## [Goal]
Write out everything from the line containing "Where can the palm" down to the end of the entries, replacing "innermost point" with "most central point" and leaving all else unchanged.
— START Dataset —
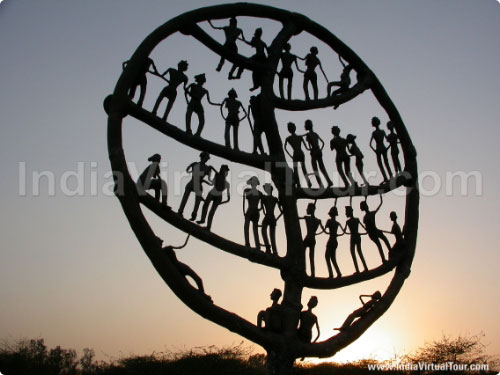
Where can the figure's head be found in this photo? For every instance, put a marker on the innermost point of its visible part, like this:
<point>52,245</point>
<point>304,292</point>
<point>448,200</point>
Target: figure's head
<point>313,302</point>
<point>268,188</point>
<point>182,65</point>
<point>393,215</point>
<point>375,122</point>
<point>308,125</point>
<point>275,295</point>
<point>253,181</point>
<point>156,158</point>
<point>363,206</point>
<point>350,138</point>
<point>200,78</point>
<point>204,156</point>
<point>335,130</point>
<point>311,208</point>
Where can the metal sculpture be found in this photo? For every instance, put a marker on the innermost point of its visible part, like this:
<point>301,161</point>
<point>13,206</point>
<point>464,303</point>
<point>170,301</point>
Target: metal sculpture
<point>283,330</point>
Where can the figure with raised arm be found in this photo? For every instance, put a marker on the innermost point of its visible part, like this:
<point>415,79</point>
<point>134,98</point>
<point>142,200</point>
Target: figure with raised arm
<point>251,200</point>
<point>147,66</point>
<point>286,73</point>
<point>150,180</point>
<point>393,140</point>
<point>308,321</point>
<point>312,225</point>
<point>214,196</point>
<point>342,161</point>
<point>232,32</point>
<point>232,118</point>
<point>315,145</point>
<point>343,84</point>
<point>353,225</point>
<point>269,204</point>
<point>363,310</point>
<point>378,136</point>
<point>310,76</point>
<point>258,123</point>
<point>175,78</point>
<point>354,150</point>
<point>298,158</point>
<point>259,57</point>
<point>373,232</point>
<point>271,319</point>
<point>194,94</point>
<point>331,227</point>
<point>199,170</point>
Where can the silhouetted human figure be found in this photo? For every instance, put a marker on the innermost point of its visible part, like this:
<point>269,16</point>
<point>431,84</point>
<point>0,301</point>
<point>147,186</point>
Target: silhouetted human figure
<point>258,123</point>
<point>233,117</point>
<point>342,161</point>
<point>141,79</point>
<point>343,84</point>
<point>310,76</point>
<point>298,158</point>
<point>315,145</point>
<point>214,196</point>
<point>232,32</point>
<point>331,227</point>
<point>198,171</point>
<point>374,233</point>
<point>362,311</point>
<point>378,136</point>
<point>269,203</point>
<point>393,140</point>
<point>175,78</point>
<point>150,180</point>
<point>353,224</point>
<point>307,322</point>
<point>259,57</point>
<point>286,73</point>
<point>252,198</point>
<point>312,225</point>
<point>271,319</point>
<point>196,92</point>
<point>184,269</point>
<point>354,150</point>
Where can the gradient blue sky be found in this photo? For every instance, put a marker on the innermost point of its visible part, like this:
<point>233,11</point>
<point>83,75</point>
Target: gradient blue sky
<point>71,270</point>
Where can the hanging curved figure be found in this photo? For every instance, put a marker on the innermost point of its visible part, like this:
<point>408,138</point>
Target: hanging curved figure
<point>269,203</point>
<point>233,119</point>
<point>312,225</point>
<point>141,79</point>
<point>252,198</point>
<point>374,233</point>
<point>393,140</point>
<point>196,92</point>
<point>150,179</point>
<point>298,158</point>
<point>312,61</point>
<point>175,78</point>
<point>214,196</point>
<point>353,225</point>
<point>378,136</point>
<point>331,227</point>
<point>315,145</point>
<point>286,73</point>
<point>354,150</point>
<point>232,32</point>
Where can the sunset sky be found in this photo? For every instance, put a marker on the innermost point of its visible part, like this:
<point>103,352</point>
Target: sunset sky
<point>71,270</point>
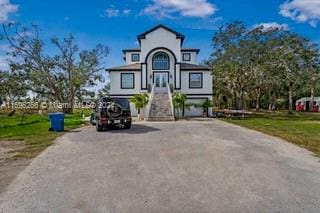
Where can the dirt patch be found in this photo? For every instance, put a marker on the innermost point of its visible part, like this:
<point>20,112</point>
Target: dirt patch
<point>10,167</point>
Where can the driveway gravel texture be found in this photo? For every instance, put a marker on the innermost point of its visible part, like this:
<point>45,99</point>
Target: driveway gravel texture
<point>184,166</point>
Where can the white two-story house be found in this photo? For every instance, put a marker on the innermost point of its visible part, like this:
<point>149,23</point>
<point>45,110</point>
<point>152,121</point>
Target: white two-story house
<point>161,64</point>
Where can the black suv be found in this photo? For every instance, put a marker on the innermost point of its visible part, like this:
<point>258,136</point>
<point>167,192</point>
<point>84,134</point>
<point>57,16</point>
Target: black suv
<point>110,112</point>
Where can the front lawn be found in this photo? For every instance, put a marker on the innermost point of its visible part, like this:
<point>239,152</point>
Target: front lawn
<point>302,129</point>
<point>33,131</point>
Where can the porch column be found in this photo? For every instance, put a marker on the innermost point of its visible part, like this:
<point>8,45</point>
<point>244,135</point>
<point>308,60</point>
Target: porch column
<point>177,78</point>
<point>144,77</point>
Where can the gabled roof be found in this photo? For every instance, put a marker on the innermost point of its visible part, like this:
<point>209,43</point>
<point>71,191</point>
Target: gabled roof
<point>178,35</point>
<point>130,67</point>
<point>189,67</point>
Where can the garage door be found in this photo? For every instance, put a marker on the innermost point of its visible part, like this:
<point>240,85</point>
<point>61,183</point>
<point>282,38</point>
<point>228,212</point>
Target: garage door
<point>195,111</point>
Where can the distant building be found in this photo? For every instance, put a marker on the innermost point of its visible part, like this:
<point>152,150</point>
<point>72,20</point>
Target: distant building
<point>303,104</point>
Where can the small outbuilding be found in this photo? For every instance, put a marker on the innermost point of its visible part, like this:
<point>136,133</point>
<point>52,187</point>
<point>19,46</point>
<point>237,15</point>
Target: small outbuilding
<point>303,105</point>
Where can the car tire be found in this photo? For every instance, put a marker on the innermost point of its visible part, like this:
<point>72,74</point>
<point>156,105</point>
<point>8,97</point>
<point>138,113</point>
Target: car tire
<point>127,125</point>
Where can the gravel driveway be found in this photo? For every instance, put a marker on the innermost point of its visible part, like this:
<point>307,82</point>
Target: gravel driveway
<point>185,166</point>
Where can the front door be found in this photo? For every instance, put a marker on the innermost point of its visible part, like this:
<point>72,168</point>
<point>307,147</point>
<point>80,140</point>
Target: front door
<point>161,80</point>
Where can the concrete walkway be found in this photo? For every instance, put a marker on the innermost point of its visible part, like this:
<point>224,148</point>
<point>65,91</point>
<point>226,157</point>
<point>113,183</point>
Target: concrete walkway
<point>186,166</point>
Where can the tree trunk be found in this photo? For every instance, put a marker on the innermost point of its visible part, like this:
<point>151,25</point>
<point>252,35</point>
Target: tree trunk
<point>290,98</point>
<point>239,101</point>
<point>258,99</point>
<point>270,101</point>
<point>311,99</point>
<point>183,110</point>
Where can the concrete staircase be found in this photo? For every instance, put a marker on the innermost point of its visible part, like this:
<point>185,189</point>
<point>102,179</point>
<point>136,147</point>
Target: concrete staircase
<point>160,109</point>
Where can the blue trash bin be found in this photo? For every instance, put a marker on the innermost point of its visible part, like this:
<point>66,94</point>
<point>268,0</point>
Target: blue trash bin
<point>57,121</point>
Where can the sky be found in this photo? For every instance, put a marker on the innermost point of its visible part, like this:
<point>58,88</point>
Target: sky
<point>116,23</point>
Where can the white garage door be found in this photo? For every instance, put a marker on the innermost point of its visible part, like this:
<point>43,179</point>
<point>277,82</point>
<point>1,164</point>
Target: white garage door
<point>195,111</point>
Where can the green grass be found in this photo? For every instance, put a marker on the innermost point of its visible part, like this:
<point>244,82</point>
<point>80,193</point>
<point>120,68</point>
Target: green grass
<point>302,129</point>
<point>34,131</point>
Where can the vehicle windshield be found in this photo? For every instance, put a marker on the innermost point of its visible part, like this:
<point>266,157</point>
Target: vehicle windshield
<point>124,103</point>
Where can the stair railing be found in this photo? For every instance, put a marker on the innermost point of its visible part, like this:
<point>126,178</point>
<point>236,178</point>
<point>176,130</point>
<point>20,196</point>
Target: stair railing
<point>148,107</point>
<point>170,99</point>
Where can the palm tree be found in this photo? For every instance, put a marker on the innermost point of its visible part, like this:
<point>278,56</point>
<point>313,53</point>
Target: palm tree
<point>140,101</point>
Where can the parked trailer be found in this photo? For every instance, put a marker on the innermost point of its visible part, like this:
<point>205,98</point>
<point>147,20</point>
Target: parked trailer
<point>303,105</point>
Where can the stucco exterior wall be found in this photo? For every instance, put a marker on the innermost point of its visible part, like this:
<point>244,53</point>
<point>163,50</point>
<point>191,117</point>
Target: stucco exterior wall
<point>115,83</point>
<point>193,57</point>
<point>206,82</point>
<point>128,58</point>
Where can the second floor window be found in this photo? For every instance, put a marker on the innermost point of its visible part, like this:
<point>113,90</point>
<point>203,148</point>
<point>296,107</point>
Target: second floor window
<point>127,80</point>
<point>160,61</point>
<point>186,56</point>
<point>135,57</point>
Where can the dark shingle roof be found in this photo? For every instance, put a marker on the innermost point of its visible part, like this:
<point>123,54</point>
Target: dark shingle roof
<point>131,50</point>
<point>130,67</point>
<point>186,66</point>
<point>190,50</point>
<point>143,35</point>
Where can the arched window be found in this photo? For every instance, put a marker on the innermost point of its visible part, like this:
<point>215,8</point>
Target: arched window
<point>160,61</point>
— END Dataset —
## [Answer for the task]
Where can the palm tree be found in this photo? For every instance, put a marker on the most central point of its visible part, like this:
<point>278,56</point>
<point>313,53</point>
Target: palm tree
<point>140,101</point>
Where can the parked trailer be found in this photo? For every instance, put a marker on the most central point of its visible part, like this:
<point>205,98</point>
<point>147,20</point>
Target: parked trailer
<point>303,105</point>
Where can the stucco exterior wall be found in this photo? For every instance, put a marker on the most central point of its visible part, like this:
<point>244,53</point>
<point>163,50</point>
<point>191,117</point>
Target: stucco exterior wall
<point>115,83</point>
<point>193,57</point>
<point>206,82</point>
<point>128,58</point>
Where can the second floor window be found in this photo? For every instance, put a marker on the most central point of its visible part, like this:
<point>113,90</point>
<point>203,148</point>
<point>296,107</point>
Target: second floor window
<point>127,80</point>
<point>160,61</point>
<point>186,56</point>
<point>135,57</point>
Where can the dark shingle roof be found in this photo? For every instance, put a marker on the most central point of its visible part, like this:
<point>123,54</point>
Target: dark shingle roof
<point>131,50</point>
<point>130,67</point>
<point>186,66</point>
<point>190,50</point>
<point>143,35</point>
Where can the arched window be found in this photo? For every instance, put a marker on the most central point of its visible part, like this:
<point>215,8</point>
Target: arched window
<point>160,61</point>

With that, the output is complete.